_Goal of the exercise_
Locate each line below that contains the word "find", and copy every such line in full.

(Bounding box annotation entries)
** begin **
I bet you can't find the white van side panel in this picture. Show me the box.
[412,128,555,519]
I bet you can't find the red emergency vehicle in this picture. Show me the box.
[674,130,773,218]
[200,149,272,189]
** end **
_Worked solution_
I bet you can't find the white van side panel in this picture. Show me the box.
I bet you can't find the red emergency vehicle in this picture. Show me the box.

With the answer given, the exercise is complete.